↓

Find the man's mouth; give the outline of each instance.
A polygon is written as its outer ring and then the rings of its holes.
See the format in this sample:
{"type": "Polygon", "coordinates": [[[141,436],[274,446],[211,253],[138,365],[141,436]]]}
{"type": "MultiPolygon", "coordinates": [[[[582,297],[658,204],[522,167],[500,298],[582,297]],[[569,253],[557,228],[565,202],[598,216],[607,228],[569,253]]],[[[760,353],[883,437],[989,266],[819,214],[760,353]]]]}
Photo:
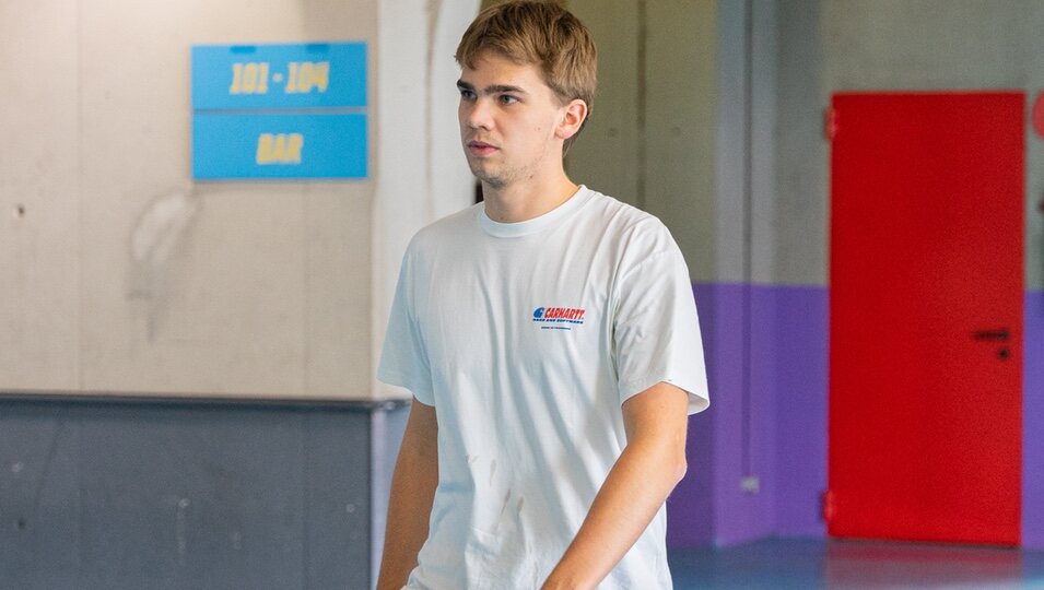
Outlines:
{"type": "Polygon", "coordinates": [[[469,141],[467,145],[468,152],[476,156],[488,156],[498,149],[492,143],[477,140],[469,141]]]}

↑

AIM OF THE TASK »
Copy all of the data above word for word, leaving out the picture.

IN RESPONSE »
Find the man's mouth; give the outline of each instance.
A polygon is written as its outer ring and then the rings of its holes.
See the format in this sample:
{"type": "Polygon", "coordinates": [[[141,436],[274,446],[211,253],[138,365],[141,436]]]}
{"type": "MultiPolygon", "coordinates": [[[[582,297],[658,204],[522,167],[500,298],[582,297]],[[569,253],[557,228],[565,202],[598,216],[607,228],[569,253]]],[[[760,353],[883,437],[989,266],[819,214],[760,353]]]]}
Photo:
Outlines:
{"type": "Polygon", "coordinates": [[[469,141],[467,145],[468,152],[476,156],[488,156],[498,149],[492,143],[477,140],[469,141]]]}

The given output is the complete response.